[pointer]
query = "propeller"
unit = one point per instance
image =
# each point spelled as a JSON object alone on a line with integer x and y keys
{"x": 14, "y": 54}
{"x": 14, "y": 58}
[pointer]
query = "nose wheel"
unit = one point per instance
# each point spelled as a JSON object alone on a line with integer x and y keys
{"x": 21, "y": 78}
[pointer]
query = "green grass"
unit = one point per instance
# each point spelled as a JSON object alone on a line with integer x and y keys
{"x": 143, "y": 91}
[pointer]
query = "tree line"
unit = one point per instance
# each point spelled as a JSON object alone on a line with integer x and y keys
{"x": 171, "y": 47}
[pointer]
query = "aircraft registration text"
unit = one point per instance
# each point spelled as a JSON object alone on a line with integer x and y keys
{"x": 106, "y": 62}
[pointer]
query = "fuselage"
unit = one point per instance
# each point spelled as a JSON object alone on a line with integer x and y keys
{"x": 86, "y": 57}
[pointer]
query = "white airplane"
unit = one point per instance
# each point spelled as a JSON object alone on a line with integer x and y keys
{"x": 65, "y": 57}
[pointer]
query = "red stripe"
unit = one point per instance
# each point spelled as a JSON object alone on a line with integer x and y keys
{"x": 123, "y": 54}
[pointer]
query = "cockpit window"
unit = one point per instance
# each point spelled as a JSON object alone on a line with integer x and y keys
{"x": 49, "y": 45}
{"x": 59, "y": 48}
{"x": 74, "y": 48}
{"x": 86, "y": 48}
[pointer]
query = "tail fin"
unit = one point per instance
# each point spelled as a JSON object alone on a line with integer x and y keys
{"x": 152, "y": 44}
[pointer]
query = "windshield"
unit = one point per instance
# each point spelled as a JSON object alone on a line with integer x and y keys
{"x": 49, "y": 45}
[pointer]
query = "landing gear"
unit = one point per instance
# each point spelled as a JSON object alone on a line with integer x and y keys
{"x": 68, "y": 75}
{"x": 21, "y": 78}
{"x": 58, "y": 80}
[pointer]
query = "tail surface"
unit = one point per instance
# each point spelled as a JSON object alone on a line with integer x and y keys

=== EXERCISE INSTRUCTIONS ===
Write the entries above out again, verbatim.

=== ANSWER BOX ===
[pointer]
query = "propeller"
unit = one point per instance
image =
# each point spelled as a JSON object alone on a line with integer x and y keys
{"x": 14, "y": 54}
{"x": 14, "y": 58}
[pointer]
query = "nose wheel"
unit = one point per instance
# each point spelled as a JSON object alone on a line with integer x and y keys
{"x": 21, "y": 78}
[pointer]
query = "green grass"
unit = one point per instance
# each point spelled as a JSON object alone on a line with integer x and y keys
{"x": 143, "y": 91}
[pointer]
query = "tree line"
unit = one point per instance
# each point spelled as a JSON object alone on a line with integer x and y keys
{"x": 171, "y": 47}
[pointer]
query = "aircraft registration text"
unit = one point per instance
# each point spelled as a JSON object alone on a line with integer x and y keys
{"x": 106, "y": 62}
[pointer]
query = "fuselage"
unit = one point per instance
# each point spelled as a JSON object alone on a line with integer x and y keys
{"x": 86, "y": 57}
[pointer]
query = "white airplane"
unit = one point per instance
# each point spelled as a JSON object alone on a line with integer x and y keys
{"x": 65, "y": 57}
[pointer]
query = "red stripe"
unit = one point per instance
# each point spelled as a JSON object alone on a line with integer x and y keys
{"x": 123, "y": 54}
[pointer]
query = "cockpit window"
unit = one point per instance
# each point spelled as a JSON object alone on a line with integer x and y keys
{"x": 49, "y": 45}
{"x": 59, "y": 48}
{"x": 74, "y": 48}
{"x": 86, "y": 48}
[pointer]
query = "tail fin"
unit = one point per instance
# each point spelled as a JSON object alone on a line with integer x and y keys
{"x": 152, "y": 44}
[pointer]
query = "windshield"
unit = one point per instance
# each point spelled as a JSON object alone on a line with integer x and y keys
{"x": 49, "y": 45}
[pointer]
query = "landing gear"
unit = one point per instance
# each point spelled as a JSON object alone on a line with integer x and y keys
{"x": 68, "y": 75}
{"x": 21, "y": 78}
{"x": 58, "y": 80}
[pointer]
query = "tail surface"
unit = one point per instance
# each point spelled as a JSON object alone on a line with integer x and y keys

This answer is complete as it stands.